Prompt -
Below are the records; locate each line with the word "patch" and copy it.

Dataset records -
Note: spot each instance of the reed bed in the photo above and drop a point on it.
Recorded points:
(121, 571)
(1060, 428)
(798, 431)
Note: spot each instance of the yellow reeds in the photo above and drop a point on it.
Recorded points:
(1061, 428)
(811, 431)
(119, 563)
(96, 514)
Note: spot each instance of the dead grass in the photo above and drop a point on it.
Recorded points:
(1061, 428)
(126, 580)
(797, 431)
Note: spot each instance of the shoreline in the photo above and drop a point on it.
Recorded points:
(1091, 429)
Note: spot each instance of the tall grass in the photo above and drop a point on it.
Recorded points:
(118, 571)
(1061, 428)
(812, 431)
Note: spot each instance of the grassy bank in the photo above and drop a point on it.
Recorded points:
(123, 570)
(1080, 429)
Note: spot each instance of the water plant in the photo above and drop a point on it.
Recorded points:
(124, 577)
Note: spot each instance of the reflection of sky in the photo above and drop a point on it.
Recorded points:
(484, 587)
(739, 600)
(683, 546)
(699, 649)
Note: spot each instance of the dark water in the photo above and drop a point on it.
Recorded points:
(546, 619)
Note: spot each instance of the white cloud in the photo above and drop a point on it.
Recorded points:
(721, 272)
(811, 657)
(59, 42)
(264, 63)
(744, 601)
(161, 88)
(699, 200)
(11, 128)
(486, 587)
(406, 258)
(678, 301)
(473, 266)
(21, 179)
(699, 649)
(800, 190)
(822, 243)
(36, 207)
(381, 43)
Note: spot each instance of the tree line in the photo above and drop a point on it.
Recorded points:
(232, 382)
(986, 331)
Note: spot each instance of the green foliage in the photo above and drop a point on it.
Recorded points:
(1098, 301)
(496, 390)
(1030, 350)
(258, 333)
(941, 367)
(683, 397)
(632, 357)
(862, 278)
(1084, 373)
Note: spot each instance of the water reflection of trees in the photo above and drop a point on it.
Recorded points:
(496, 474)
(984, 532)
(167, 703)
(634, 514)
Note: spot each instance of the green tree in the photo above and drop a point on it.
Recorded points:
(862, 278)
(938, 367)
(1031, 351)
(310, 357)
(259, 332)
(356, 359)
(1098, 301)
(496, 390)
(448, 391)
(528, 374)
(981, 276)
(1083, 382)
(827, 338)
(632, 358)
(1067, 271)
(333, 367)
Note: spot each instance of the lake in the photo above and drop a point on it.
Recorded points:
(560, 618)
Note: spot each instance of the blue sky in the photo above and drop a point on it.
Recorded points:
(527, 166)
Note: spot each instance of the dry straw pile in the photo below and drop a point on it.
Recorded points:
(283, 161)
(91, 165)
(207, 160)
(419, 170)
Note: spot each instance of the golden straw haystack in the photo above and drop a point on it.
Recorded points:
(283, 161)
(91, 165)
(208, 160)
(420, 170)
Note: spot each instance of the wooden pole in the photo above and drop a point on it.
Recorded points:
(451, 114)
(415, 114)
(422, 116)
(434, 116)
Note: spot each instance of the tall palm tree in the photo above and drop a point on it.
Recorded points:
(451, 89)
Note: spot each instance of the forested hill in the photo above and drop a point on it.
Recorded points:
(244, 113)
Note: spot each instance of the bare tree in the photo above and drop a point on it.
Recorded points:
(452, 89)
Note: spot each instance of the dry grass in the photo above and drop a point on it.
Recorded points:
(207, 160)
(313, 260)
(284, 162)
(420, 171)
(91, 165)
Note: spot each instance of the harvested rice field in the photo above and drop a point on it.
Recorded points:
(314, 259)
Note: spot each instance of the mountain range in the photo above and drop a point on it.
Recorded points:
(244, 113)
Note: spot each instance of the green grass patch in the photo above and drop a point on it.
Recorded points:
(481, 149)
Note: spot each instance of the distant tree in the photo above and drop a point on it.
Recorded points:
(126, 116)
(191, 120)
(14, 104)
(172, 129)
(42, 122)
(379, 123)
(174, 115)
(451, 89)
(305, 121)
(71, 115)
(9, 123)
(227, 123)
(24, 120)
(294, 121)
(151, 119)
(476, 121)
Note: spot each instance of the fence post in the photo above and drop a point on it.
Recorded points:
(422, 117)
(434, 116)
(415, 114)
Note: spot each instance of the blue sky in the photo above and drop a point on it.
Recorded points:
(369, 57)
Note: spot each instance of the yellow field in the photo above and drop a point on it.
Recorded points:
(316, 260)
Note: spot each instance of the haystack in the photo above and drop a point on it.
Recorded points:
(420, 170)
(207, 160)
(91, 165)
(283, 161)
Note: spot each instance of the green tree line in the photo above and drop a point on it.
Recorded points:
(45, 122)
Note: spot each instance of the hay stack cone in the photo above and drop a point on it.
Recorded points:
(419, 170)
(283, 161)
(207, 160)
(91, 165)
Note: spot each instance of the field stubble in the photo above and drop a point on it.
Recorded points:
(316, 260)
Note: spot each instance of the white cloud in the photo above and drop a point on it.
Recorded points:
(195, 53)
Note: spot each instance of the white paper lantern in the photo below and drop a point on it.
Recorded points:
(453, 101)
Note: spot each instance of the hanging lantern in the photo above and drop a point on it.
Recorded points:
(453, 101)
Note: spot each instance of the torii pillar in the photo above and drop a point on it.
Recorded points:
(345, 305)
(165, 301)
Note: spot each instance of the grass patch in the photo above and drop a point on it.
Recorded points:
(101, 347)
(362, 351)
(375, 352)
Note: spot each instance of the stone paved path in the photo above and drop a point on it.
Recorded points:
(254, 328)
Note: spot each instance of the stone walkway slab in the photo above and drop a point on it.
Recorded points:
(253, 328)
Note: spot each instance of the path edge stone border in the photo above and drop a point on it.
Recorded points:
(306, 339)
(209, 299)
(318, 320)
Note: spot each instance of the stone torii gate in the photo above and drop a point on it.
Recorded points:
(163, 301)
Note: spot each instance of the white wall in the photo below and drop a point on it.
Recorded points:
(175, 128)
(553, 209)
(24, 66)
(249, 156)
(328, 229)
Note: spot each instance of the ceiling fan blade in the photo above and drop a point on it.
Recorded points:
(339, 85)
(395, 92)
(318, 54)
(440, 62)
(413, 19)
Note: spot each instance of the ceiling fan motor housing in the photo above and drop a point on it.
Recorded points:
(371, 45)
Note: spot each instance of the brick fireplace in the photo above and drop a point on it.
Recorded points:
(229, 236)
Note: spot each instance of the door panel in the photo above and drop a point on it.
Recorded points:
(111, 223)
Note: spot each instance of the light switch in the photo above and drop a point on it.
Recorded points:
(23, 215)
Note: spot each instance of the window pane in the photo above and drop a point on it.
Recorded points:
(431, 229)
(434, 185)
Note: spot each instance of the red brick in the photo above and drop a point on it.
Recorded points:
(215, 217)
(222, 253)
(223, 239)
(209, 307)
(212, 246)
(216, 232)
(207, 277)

Response -
Note: spot each instance of the green grass patch in the photo above and drop a point on it.
Note: spot each instance of the grass patch in the photo above and drop a point on it.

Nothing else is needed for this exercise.